[Extracted data entries]
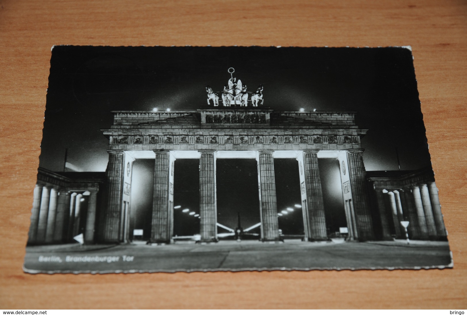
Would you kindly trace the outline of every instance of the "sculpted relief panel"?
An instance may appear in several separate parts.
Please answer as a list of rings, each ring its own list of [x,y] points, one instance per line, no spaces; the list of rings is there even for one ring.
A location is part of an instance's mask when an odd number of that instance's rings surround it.
[[[266,123],[266,115],[261,114],[206,115],[207,123]]]
[[[251,120],[250,121],[251,121]],[[152,135],[118,136],[113,144],[360,144],[358,136],[335,135]]]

[EXERCISE AIM]
Duplicate every line of the listing above word for word, but omit the pictures.

[ANSWER BELOW]
Would you kindly trace the outline of every instance of the "sculpted relief panel"?
An instance may appear in several separate parts.
Please answer as a list of rings, each ring its own list of [x,y] points, one instance per line, no spaces; the list of rings is there even for one ring.
A location is part of an instance's mask when an odd number of that instance's rings surround it.
[[[266,123],[266,115],[261,114],[206,115],[207,123]]]
[[[251,120],[250,121],[251,121]],[[152,135],[118,136],[113,144],[360,144],[358,136],[335,135]]]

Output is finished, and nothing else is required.